Entries from a point annotation set:
++++

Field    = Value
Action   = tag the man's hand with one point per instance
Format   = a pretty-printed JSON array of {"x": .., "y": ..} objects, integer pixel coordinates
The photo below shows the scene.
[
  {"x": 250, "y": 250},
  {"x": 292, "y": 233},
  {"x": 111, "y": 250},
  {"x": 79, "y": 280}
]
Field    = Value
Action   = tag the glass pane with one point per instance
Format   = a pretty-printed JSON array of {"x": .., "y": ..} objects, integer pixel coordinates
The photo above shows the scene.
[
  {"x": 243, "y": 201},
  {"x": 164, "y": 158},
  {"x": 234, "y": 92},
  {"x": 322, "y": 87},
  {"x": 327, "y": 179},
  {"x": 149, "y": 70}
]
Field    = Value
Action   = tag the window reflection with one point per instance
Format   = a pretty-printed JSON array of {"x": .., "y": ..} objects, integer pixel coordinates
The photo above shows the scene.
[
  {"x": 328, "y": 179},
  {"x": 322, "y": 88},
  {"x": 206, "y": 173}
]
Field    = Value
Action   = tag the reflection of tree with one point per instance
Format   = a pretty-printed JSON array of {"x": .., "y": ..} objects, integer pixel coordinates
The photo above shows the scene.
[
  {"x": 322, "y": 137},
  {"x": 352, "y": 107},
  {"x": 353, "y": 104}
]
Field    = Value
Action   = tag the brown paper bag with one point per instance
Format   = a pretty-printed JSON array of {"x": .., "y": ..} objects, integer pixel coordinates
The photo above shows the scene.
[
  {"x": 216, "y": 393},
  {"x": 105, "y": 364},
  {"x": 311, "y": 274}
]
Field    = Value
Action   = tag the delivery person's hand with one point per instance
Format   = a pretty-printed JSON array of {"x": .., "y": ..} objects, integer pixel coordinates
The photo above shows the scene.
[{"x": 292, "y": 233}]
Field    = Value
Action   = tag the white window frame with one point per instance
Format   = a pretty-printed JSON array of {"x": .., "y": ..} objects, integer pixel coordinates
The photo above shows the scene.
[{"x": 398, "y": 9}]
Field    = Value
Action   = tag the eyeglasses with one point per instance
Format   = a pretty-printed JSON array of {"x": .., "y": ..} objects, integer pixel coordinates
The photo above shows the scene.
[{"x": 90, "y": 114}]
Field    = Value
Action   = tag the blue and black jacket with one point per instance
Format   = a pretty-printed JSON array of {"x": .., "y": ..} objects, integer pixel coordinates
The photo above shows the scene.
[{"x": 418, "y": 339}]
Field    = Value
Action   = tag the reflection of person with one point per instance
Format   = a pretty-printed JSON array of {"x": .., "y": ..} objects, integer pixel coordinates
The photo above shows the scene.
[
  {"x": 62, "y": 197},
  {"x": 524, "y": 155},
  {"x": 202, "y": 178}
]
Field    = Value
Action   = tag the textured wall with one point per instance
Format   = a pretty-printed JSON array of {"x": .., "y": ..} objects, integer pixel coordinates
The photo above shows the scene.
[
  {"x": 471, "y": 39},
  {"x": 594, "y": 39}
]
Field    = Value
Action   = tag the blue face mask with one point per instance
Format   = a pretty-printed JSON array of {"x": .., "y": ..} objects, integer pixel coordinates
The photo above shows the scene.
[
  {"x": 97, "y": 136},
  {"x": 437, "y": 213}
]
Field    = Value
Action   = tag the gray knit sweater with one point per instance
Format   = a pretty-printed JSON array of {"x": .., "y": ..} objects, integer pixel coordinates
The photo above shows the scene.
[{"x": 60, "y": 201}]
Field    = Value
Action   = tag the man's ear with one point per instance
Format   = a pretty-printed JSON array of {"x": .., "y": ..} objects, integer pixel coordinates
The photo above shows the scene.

++++

STATED EXERCISE :: Gather every line from the entries above that contains the string "window". Case counts.

FINISHED TASK ::
Action   = tag the window reflection with one point per instance
Action   = tag the white window frame with one point per instance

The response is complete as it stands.